Task requirements: State how many lines of the data below contain the string "tower", counting case as significant. Give only the number.

Provided material:
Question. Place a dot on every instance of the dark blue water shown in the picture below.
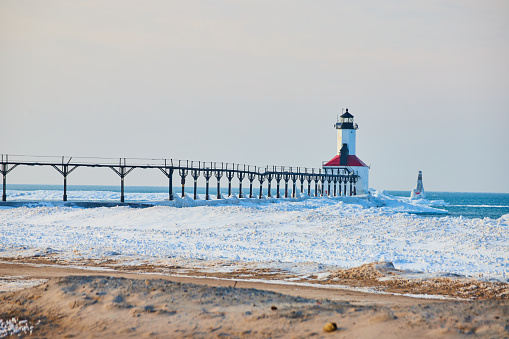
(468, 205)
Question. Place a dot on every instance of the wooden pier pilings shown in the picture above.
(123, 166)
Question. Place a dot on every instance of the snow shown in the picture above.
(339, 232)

==

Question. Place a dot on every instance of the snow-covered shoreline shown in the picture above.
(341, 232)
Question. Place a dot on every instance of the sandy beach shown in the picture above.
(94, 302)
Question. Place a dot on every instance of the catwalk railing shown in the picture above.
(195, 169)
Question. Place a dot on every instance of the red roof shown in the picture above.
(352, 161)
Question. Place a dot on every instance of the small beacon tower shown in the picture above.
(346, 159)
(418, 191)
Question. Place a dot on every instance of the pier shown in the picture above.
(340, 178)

--

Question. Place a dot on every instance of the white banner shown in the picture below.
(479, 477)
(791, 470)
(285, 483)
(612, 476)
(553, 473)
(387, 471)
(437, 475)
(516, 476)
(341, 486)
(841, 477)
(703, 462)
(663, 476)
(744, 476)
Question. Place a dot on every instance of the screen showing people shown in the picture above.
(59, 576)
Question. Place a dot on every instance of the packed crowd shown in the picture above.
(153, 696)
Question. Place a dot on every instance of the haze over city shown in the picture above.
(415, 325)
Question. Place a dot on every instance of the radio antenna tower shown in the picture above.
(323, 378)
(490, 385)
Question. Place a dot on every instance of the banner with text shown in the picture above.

Task solution: 2